• [What this task involves]:
Pictures aside, can you reproduce the records word for word?

• [Data for processing]:
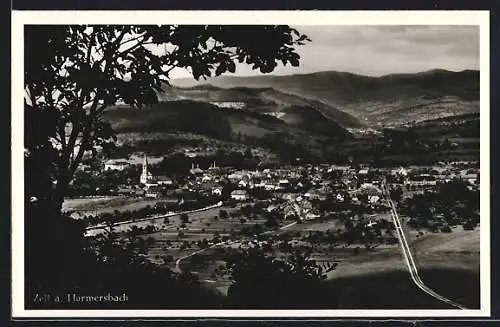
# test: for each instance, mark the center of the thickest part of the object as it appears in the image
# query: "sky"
(381, 50)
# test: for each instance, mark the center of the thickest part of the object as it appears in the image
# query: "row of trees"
(451, 204)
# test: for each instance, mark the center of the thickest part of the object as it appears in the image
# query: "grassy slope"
(448, 263)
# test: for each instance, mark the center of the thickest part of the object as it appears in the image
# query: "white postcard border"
(21, 18)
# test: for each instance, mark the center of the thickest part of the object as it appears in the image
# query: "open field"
(108, 204)
(447, 262)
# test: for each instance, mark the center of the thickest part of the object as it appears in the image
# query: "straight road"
(408, 256)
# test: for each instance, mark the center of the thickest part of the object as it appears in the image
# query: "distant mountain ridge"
(266, 100)
(386, 100)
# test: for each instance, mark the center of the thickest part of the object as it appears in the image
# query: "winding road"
(412, 268)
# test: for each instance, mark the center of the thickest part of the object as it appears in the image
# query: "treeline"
(452, 204)
(160, 208)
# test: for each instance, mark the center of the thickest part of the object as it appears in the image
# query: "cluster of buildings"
(292, 190)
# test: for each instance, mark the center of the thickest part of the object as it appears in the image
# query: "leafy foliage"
(73, 73)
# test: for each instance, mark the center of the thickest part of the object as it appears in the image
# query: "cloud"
(380, 50)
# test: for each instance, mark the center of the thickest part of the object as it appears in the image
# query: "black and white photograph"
(218, 167)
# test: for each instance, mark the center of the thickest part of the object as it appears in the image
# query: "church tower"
(145, 176)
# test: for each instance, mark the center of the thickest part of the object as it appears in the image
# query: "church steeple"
(145, 173)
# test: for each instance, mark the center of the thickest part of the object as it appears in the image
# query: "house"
(217, 191)
(363, 172)
(195, 171)
(116, 164)
(153, 192)
(239, 195)
(163, 180)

• [Final answer]:
# test: for each instance, mark the center of the thickest part of the object as it appears in the image
# query: "sky"
(381, 50)
# test: for each instance, mark the center of the thickest part of the object as it appears in the image
# query: "row of trees"
(451, 204)
# test: for each instance, mark the center of the thickest part of the object as it appears in the image
# query: "grassy slope"
(448, 263)
# test: for each instance, mark the center of the thickest part of the object as it appears in the image
# query: "white postcard border"
(21, 18)
# test: for each instance, mark the center of the thickest part of the object as it appears in the image
# query: "open field"
(108, 204)
(447, 262)
# test: for each instance, mark the center of the thickest part of the object as it appears in the image
# query: "straight road"
(408, 256)
# test: for each instance, mark the center of the thickest part of the object as it appears in the image
# query: "distant mountain ridge"
(266, 100)
(386, 100)
# test: for each instance, mark the center of the thickest part of the object as it appears in the image
# query: "winding road"
(412, 268)
# test: for each instance, mark the center of the thickest part of the object as it appears in the image
# query: "treeline"
(452, 204)
(160, 208)
# test: for each instance, mark the center of the thickest part of the object as it appears in the image
# query: "cluster of buildings"
(292, 190)
# test: for each instance, mark the center of the thickest part of the object as it appears in the image
# query: "leafy foliage"
(73, 73)
# test: for each instance, mark the center of the thickest part of the object as it appears in the image
# query: "cloud"
(380, 50)
# test: for each instance, mark the center of the thickest part of the object as it appears in the image
# query: "black and white photograph"
(218, 167)
# test: for each instance, mark the center of the thickest part of the object as it appears in the image
# query: "church tower"
(145, 176)
# test: for each instance, mark the center of the thickest part of the object as it appears in the image
# query: "church steeple"
(145, 173)
# test: for each instance, mark the center of the thickest part of the object as it appears in the image
# query: "house"
(217, 191)
(363, 172)
(195, 171)
(116, 164)
(153, 192)
(239, 195)
(163, 180)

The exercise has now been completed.